Exercise task >>
Scale the items below, from the line containing "of the pink" through the line containing "[[220, 65]]", inclusive. Reproduce those lines in full, requests included, but multiply every x and y coordinate in the answers by 0.95 and round to whole numbers, with halves rounded up.

----------

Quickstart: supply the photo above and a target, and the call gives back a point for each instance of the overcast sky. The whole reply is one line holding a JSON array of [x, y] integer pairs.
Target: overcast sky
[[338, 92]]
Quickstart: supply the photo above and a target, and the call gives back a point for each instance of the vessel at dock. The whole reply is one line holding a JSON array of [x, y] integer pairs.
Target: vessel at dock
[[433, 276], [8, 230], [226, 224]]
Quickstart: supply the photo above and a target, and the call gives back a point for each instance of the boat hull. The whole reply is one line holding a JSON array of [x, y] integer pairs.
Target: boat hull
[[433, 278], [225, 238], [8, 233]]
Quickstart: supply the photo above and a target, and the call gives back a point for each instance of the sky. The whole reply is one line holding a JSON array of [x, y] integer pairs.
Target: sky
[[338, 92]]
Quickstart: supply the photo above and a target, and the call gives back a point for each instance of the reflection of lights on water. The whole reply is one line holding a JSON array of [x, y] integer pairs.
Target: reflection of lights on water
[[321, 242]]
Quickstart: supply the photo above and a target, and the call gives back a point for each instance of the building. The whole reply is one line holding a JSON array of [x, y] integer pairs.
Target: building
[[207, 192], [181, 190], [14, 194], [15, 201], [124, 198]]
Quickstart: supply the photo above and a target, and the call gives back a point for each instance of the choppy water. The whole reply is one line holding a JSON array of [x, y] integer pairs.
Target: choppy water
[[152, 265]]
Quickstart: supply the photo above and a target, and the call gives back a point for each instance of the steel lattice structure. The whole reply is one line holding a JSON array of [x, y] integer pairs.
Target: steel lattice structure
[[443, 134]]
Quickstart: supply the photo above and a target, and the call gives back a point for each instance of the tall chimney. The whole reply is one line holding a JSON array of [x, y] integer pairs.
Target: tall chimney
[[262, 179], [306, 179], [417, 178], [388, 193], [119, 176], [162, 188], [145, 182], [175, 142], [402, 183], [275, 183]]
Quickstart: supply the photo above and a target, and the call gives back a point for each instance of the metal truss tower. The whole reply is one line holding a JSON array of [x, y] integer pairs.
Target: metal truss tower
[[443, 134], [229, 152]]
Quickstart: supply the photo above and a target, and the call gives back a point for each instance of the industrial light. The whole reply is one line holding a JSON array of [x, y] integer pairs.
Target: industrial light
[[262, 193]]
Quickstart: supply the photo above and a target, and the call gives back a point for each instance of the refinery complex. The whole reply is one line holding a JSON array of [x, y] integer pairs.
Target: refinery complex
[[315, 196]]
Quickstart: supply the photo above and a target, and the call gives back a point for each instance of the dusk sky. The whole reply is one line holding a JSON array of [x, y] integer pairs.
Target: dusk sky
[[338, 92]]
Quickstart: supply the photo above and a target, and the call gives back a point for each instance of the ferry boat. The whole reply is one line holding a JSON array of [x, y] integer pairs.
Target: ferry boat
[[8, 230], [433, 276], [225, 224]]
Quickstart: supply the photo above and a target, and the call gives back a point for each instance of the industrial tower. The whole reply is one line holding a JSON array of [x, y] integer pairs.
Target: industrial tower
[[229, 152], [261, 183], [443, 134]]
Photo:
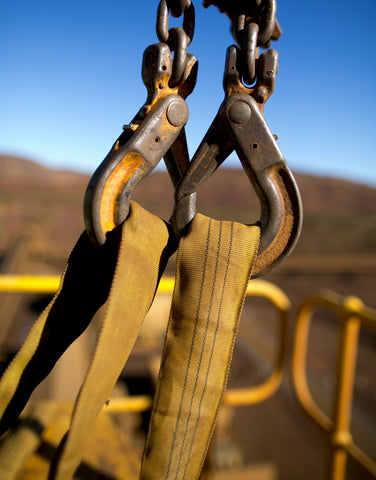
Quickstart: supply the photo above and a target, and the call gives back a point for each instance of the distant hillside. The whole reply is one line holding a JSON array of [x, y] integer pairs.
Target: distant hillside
[[339, 216]]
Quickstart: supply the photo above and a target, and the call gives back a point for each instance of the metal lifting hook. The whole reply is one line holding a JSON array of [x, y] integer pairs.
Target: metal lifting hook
[[240, 126], [156, 131]]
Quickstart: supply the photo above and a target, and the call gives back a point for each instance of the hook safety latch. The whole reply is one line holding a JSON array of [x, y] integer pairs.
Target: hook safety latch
[[151, 135], [240, 126]]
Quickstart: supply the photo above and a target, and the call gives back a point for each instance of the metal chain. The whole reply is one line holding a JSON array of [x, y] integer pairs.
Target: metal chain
[[254, 25], [177, 38]]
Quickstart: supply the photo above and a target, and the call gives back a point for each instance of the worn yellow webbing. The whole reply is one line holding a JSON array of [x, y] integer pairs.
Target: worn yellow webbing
[[213, 268], [145, 246], [83, 289]]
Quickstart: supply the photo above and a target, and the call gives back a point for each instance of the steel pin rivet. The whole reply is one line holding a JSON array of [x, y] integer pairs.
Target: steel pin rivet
[[177, 113], [240, 112]]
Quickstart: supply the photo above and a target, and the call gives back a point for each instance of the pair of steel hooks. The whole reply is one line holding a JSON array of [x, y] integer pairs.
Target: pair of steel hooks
[[158, 131]]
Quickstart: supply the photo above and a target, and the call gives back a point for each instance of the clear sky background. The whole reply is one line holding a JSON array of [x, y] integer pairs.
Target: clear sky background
[[70, 78]]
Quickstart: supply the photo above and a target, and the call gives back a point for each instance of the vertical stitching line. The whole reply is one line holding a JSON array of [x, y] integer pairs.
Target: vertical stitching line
[[213, 344], [191, 348], [202, 350]]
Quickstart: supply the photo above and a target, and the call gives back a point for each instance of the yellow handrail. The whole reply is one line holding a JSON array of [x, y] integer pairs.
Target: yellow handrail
[[351, 314], [240, 396]]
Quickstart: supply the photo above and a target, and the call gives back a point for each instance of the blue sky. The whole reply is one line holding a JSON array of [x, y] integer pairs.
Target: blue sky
[[70, 78]]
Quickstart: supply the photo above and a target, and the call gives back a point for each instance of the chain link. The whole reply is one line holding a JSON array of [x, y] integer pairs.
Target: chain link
[[177, 38], [254, 25], [178, 7]]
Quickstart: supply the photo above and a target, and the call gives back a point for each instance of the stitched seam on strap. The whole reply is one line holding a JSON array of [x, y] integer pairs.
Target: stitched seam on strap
[[213, 345], [191, 349], [202, 352]]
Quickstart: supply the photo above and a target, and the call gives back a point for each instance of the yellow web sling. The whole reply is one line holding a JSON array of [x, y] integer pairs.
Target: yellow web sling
[[214, 263], [213, 268]]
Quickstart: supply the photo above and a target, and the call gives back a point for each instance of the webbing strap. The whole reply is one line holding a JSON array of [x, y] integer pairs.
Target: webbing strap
[[213, 268], [145, 247], [83, 289]]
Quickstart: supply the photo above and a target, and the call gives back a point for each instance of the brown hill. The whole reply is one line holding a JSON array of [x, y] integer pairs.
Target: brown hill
[[339, 216]]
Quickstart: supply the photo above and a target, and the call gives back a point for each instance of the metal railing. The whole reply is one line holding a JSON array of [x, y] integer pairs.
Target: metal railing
[[241, 396], [351, 314]]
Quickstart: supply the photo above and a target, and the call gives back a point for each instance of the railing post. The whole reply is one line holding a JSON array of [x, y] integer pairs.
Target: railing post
[[346, 368]]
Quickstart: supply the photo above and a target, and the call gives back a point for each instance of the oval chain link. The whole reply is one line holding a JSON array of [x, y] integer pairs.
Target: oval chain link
[[177, 38], [252, 29], [178, 7]]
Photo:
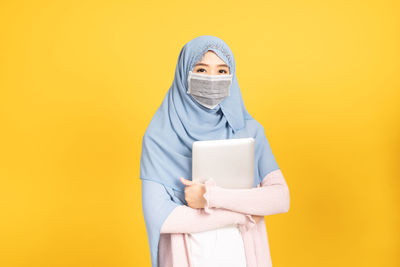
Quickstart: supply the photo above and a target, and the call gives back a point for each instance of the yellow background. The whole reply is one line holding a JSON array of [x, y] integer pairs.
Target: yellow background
[[80, 81]]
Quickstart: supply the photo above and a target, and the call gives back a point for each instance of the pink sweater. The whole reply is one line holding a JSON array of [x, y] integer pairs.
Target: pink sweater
[[224, 207]]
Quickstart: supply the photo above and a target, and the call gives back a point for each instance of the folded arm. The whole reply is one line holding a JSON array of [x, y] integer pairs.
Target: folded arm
[[184, 219], [161, 212], [270, 197]]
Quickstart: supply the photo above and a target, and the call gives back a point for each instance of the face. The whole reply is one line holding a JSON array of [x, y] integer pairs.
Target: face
[[211, 64]]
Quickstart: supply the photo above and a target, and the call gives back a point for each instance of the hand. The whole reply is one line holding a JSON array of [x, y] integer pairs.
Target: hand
[[257, 218], [194, 194]]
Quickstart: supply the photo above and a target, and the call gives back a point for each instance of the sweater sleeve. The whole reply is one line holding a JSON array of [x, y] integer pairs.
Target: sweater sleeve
[[184, 219], [270, 197]]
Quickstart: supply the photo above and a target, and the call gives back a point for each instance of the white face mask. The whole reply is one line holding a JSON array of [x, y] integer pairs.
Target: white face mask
[[209, 90]]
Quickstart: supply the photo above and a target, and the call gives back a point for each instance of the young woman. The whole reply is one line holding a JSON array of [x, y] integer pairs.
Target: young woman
[[193, 224]]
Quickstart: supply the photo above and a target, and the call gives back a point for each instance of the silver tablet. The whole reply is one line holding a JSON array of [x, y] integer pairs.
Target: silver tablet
[[230, 162]]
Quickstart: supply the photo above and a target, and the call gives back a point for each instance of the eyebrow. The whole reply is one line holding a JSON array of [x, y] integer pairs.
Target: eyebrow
[[220, 65]]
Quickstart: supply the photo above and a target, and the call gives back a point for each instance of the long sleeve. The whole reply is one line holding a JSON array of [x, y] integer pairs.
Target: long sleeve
[[270, 197], [184, 219]]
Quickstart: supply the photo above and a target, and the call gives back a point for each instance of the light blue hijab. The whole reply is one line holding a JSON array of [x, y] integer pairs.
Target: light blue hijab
[[178, 122]]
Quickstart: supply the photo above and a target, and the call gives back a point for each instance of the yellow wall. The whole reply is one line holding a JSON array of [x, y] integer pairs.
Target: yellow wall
[[80, 81]]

----------

Response >>
Quickstart: supply the photo above and a target, and the call gives back a point for each instance of the pink sweater. The whole reply is one line holding a JSON array of [x, y] integer pairs.
Target: pink sweater
[[213, 197]]
Quickstart: supply the photo above and a target, and the call gives back a point for each instance of the folded arm. The whole reply is one line holding a JSON array of [x, y] integer pairs.
Target: folded arm
[[175, 208], [153, 201], [257, 187]]
Quickstart: supply the photo above and a target, and the call gives back a point for each instance of the face. The whole reply is one line holding a JSON array of [x, y] integer pairs.
Target: face
[[200, 61]]
Quickstart: supply the photo above and a target, and the call gives back a point for each instance of the hand. The whole reply is one line holding a JSON array of [x, y] integer pairs.
Target: hand
[[244, 207], [184, 184]]
Quickstart: supply the photo above and a target, and the call gives back a point for each instance of the sweater sleeve. The whole reply is one line holding a JSON array of [x, y] integer pairs.
Target: sweater sleeve
[[175, 208], [257, 187]]
Quickstart: supply the photo above and a target, and the call gives back a point for each instance of the white face mask. The whole reply is one line holding a JSON array of [x, y] integer pairs.
Target: white face mask
[[199, 86]]
Quickstart: supply the photo above and a target, and the call gives back a point for each instance of the young woman. The whole reply is one line holding a JSON array of [x, y] integer pairs.
Target: young woman
[[183, 213]]
Quickstart: supply the photo above and a target, and the call gives back a point for each instance of the silver tablet. The whole reply is one line holding a JSON array of [x, y] integer pairs.
Target: silver tablet
[[219, 154]]
Quickstart: supply the photo above and a target, and the call gives back a point for each instance of the eyebrow. The whole reply is one line holding a JSON array of [x, y] integer pairs.
Target: eyebrow
[[209, 62]]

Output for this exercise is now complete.